▶ [EXERCISE] In the comments on cathedral entry fees, how much does one commenter say visitors pay to enter Westminster Abbey?

▶ [PROVIDED TEXT]
● ● ●
I was at Ely on a Sunday afternoon ten days ago and was not charged to go in, and that was more than an hour before Evensong which I had gone to attend. Perhaps Ely is one of those that doesn’t charge on Sundays. (Evensong, sung by the girls and men, was excellent)

Simon Kershaw
Simon Kershaw
7 years ago

Yes, Ely does not charge for entry on Sundays nor, of course, for those coming to a service on other days.

Simon K (a member of the Cathedral Council at Ely, but not speaking for the Cathedral)

JCF
JCF
7 years ago

“to those who arrive on pilgrimage”

The term “pilgrimage” is obviously open to interpretation. In 2013, a pilgrimage to view great ecclesiastical art would not be that unusual, I would think. [If I wasn’t a believer (intending to pray within), it’s a rationale I would use! ;-/]

Father David
Father David
7 years ago

Three cheers for Chester for abolishing all admission charges. WWJD? Over turn the tables of the money changers – that’s what! Of course, those who wear dog collars get in free so there’s a business opportunity for a budding entrepreneur to stand outside those cathedrals that do charge and sell clerical collars for 50 pence a go. Lord Sugar would approve.

David Keen
David Keen
7 years ago

WWJD? I don’t think he’d bother building a cathedral in the first place.

Laurence Cunnington
Laurence Cunnington
7 years ago

As an atheist who enjoys visiting cathedrals, I am more than happy to pay an entrance fee to look around one – I don’t expect to get into a country house for nothing and I’m sure that cathedrals are at least as expensive to maintain and run as a large ‘stately home’. Whatever one’s view of the Church of England and/or its established status, these are incredibly important buildings that must be maintained – I’ve long felt that state ownership and maintenance of the medieval cathedrals would be a longer term solution (the same would apply to Grade 1 listed… Read more »

Confused Sussex
Confused Sussex
7 years ago

I worked close to either St Paul’s Cathedral or Westminster Abbey over a number of years and on a average day there is no feeling of being in a sacred building at all but simply being in a tourist trap. Although I agree that both in theory allow people to pray for free it was often quite difficult to persuade those responsible that you simply wished to pray.(for which reason I ended up praying either in Westminster Cathedral or one of the City churches, depending on my location)

rjb
rjb
7 years ago

I agree with Confused Sussex. If you charge people to enter a sacred building, it inevitably changes the way they think of and behave in that space. Entering the building becomes a transaction, for which they expect to get something in return, rather than a free gift that is given unconditionally (or almost unconditionally!) to all. The effect is especially pernicious when, as at Westminster Abbey, the visitors find that having shelled out their £12 (!) there are a lot of things they can’t do, like take photographs of the interior of the building. I almost wonder if it wouldn’t… Read more »
● ● ●
Dataset rows showing where objects appear:
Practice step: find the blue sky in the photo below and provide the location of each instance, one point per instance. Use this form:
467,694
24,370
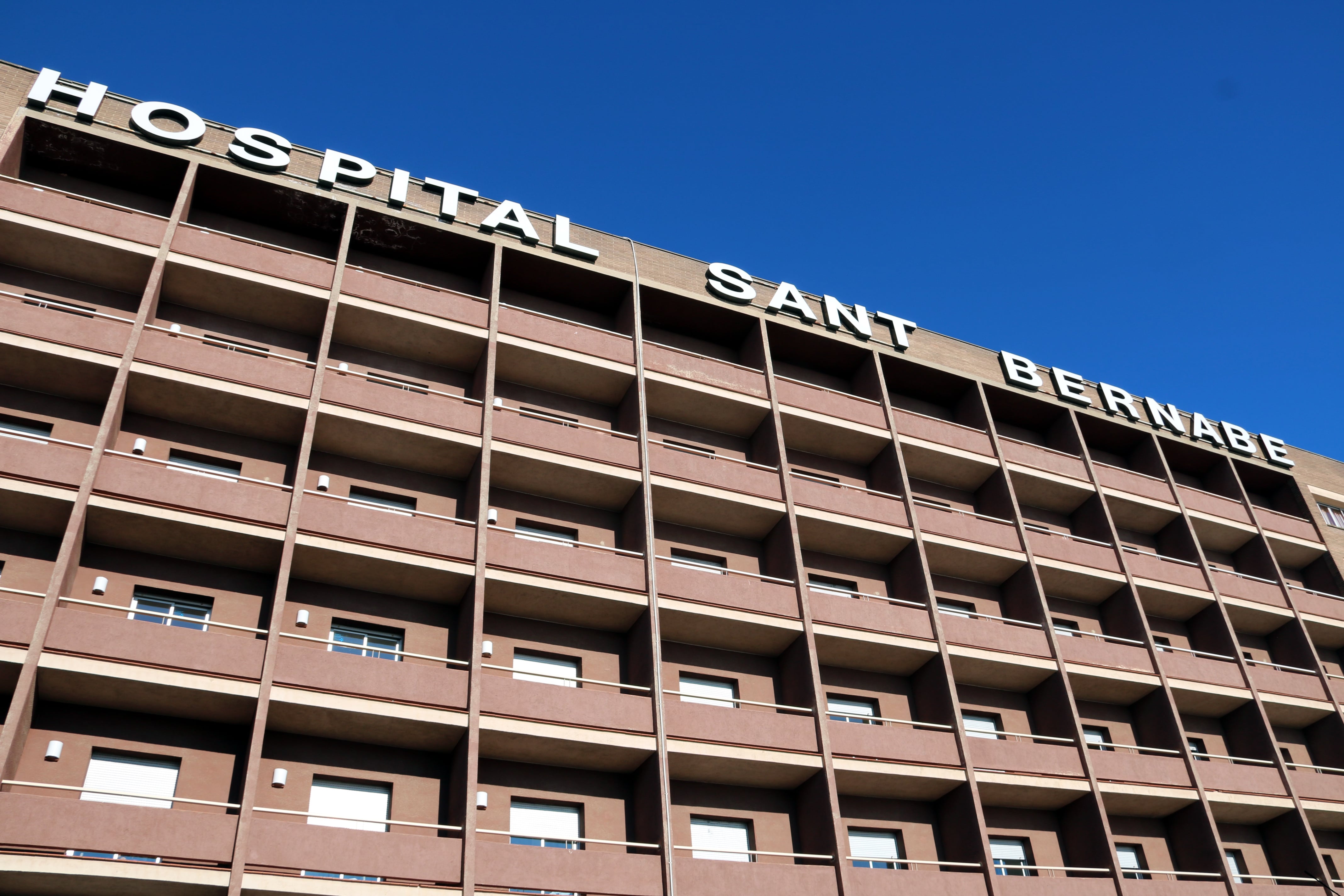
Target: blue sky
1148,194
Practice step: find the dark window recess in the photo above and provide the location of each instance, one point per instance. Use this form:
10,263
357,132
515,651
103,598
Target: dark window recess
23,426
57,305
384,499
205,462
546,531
● ● ●
▶ [SOLUTION TO THE PROBLEM] £12